Stored data entries:
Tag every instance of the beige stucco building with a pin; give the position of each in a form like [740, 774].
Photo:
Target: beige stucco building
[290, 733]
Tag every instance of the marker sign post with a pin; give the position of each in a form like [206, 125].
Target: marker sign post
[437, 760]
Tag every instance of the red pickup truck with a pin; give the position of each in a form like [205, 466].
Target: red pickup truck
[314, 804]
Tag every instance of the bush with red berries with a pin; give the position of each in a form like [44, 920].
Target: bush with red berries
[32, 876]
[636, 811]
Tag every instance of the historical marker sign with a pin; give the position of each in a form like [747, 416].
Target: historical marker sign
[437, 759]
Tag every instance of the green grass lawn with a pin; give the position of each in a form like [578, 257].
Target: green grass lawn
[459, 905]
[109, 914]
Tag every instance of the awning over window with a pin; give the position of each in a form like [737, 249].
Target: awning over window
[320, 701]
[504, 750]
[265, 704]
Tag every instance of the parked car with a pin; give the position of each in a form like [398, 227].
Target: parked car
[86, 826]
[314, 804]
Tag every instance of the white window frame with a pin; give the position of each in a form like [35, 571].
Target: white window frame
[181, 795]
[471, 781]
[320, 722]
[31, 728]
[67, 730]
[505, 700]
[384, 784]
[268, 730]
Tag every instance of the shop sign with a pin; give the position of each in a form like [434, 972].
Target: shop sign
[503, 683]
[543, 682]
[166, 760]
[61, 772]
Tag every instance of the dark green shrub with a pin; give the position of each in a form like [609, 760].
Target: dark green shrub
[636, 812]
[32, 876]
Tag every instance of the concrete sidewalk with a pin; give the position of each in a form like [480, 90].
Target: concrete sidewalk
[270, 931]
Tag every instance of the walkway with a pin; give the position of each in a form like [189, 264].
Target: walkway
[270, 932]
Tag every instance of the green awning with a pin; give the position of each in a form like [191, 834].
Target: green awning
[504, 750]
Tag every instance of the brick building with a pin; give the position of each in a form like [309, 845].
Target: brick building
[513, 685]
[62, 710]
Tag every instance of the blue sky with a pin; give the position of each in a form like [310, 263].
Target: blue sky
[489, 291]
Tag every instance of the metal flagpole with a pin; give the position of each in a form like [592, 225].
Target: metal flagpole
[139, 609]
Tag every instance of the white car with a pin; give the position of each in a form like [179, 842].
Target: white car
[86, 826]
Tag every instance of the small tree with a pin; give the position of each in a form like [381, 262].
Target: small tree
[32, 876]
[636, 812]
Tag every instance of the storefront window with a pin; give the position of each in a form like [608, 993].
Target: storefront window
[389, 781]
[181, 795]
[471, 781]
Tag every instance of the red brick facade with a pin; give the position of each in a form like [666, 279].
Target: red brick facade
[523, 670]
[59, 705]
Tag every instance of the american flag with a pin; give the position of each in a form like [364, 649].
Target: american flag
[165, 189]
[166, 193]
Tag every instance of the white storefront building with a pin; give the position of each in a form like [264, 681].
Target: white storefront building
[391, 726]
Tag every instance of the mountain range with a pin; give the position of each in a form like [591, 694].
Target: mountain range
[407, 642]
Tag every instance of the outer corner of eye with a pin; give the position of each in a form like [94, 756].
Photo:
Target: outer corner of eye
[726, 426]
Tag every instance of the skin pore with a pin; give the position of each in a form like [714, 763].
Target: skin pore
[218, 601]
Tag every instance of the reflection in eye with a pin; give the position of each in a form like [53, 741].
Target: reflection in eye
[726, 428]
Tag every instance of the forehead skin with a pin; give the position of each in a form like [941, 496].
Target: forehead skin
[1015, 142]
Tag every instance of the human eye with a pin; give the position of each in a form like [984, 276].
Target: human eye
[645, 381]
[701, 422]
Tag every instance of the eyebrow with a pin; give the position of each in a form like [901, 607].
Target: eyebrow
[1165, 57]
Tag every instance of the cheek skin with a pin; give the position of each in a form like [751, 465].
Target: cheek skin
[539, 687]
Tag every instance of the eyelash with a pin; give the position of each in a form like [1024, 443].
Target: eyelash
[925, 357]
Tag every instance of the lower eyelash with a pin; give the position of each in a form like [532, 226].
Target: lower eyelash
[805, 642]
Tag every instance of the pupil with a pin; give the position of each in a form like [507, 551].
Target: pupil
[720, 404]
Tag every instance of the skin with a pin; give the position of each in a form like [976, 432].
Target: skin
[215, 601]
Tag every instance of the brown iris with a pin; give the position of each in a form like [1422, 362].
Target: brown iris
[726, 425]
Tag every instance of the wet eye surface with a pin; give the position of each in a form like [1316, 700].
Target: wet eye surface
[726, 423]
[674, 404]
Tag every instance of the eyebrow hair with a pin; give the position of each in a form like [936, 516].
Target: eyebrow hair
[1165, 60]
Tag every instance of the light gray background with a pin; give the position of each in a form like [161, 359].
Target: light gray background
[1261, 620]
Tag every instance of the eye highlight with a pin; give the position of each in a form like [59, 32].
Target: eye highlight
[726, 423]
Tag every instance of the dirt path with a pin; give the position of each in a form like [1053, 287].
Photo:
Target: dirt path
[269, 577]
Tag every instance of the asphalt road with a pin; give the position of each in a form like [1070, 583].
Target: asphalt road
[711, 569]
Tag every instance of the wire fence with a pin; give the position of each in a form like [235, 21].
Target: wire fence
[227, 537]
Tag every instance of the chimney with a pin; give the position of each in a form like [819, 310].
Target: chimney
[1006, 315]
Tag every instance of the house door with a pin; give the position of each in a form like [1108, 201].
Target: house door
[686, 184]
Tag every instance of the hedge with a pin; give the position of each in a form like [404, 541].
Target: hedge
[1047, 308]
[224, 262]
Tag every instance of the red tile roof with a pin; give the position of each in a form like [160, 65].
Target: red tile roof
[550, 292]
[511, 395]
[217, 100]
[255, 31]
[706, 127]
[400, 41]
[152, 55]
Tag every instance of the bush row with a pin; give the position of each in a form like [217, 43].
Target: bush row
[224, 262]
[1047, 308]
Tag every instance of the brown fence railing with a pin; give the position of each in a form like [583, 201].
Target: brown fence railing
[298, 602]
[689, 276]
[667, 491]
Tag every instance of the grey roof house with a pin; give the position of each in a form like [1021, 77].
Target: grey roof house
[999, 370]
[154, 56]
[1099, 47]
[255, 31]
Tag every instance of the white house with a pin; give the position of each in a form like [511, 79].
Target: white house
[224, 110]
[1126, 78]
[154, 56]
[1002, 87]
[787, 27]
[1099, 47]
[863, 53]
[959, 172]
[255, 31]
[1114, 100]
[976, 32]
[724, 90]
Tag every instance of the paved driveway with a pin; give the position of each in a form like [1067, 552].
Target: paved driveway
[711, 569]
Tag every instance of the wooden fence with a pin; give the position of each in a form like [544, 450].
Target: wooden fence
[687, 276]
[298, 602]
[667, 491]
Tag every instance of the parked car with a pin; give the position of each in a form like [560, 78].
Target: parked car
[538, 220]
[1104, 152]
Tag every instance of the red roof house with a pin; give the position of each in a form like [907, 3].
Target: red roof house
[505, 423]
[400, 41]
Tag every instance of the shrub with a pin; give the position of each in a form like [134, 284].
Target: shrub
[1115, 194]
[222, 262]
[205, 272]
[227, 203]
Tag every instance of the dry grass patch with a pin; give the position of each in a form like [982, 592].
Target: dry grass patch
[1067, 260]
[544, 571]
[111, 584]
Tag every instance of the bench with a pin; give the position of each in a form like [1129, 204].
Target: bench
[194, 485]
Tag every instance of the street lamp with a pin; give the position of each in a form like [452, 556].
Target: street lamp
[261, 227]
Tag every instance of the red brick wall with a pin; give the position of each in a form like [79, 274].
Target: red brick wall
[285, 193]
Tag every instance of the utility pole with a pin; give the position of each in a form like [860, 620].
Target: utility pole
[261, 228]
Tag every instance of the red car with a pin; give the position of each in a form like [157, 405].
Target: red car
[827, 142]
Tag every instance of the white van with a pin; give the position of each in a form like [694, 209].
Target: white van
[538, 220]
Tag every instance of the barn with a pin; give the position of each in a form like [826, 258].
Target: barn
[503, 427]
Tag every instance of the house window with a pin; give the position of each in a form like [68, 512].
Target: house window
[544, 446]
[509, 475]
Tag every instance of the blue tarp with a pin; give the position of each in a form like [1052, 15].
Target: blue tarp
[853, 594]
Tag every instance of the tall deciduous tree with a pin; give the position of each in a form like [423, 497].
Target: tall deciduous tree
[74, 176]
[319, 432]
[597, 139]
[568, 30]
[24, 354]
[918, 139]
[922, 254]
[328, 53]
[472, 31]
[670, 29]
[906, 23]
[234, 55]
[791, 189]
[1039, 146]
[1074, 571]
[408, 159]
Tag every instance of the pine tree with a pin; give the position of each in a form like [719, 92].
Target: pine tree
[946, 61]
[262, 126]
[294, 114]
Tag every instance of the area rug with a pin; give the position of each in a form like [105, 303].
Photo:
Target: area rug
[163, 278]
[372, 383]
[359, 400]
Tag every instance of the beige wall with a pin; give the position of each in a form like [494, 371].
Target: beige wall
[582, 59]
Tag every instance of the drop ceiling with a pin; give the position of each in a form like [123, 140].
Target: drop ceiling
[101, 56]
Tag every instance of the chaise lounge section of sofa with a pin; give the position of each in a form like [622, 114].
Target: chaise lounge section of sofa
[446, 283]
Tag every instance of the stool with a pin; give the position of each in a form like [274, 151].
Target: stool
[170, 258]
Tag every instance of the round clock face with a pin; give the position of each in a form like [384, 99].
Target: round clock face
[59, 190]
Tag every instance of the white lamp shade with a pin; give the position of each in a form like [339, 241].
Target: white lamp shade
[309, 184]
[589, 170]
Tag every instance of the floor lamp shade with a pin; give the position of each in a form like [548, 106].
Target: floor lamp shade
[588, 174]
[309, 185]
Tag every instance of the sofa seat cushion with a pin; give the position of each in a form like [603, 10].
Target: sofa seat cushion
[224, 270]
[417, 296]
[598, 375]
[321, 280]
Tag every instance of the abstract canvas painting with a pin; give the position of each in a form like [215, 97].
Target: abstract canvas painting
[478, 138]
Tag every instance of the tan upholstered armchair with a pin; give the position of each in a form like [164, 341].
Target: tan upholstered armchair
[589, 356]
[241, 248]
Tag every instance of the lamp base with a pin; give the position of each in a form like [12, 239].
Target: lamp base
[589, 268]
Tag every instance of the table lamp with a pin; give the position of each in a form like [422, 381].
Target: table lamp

[TASK BRIEF]: Starting with the line that contains "Target: lamp base", copy each line through the end of the data exactly, and leave out all earlier lines.

[THE COMPLETED TASK]:
Target: lamp base
[589, 268]
Tag every instance of the table lamp with a pin; give the position of each in a form like [422, 381].
Target: table lamp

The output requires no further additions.